» **EXTRACT**
_____

What the above statement says is that the parallel efficiency is the yellow area divided by the area of the whole rectangle. The white area is the number of idle core minutes in the execution (in this case $1 \times 15$ minutes). The more white in the figure, the lower the parallel efficiency. In this example, the parallel efficiency is $(1 \times 35 + 1 \times 20) / (2 \times 35)$ = 78.5%. You can note that this is exactly the speedup (55/35) divided by the number of cores (2).

So that you can gain hands-on experience, use the simulation app below on your own and to answer the practice questions hereafter.

_____

» **ROWS**

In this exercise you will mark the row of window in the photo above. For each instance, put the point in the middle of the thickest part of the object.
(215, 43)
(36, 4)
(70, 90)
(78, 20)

_____

» **PROBLEM TO WORK ON**
Write what comes next in the text on parallel efficiency, picking up right after its final sentence. The lines above were taken from a different source than the text on parallel efficiency.

» **WRITTEN RESPONSE**
This app allows you to pick a number of cores and a number of tasks to run on these cores. Try first with a single core running 5 tasks (you can vary the per/task amount of work in Gflop, but this value does not impact the overall execution pattern). The “Host Utilization” graph displays the execution as in Figure 1 above. Now try running a number of tasks and cores where the number of tasks does not evenly divide the number of cores. Looking at the host utilization graph again, now you will be able to see idle time for some of the cores (in light pink). Whenever we can see idle time on the graph, parallel efficiency is below 100%.

(Open simulator here)

eduWRENCH Pedagogic Module Simulator

Practice Questions

[A.2.p1.3] You have a 4-core computer where each core computes at speed 1000 Gflop/sec. You are told that a 10-task parallel program has 30 idle core seconds in total when executed on that computer. All tasks have the same work. What is the task work in Gflop? (You can double-check your answer with the simulation app above.)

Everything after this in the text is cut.